- [Requirement]: Output every line of the items below as a Markdown table with the columns Row and Line, numbering the rows and skipping blank lines. Leave the pictures out.

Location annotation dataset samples
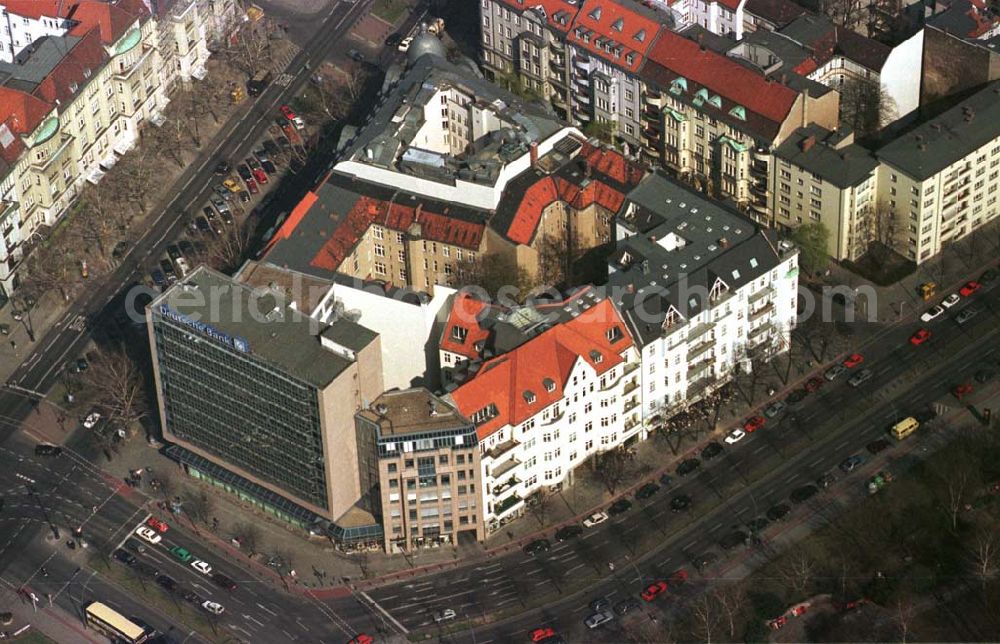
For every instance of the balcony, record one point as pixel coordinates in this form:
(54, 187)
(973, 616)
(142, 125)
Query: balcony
(502, 449)
(508, 504)
(507, 485)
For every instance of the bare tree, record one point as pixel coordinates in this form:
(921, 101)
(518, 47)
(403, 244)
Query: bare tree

- [Result below]:
| Row | Line |
|---|---|
| 1 | For every instance of the balcony, record one point as pixel coordinates in this form: |
| 2 | (54, 187) |
| 3 | (973, 616) |
| 4 | (142, 125) |
| 5 | Query: balcony |
| 6 | (502, 449) |
| 7 | (508, 504) |
| 8 | (507, 485) |
| 9 | For every instance of the bare tree, record one point as pixel coordinates in this form: |
| 10 | (921, 101) |
| 11 | (518, 47) |
| 12 | (403, 244) |
| 13 | Query: bare tree |